## Your objective
Arrange everything from the line containing "of the wild" down to the end of the listing as a two-column CSV with the columns label_text and points. Each row pairs a line of wording with the pixel lines that follow it, and each value is one quoted field with line breaks replaced by spaces.

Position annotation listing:
==========
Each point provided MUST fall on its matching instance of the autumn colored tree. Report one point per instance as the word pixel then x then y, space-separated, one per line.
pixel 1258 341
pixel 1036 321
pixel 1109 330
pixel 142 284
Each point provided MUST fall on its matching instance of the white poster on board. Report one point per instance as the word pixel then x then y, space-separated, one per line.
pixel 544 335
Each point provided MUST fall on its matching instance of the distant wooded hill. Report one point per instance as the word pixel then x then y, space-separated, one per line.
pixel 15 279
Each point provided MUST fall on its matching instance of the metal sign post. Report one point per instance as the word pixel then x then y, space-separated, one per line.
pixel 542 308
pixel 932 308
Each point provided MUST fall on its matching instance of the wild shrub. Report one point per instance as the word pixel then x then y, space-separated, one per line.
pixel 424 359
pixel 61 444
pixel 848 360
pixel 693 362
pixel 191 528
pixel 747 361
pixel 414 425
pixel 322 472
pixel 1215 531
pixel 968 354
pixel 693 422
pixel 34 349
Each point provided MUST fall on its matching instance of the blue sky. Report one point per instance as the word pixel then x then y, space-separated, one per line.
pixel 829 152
==========
## Solution to the problem
label_text,points
"Each point provided MUST fall on its matching instance of the wild shrub. Report one point per instance as the word pixel then x then y, space-separated, one per line.","pixel 424 359 pixel 61 444 pixel 848 360 pixel 693 362 pixel 191 528 pixel 747 361 pixel 414 425 pixel 322 472 pixel 1215 531 pixel 968 354 pixel 693 422 pixel 34 349"
"Each point provided MUST fall on its matching instance of the blue sky. Report one point per instance as the word pixel then x then y, space-separated, one per line.","pixel 829 152"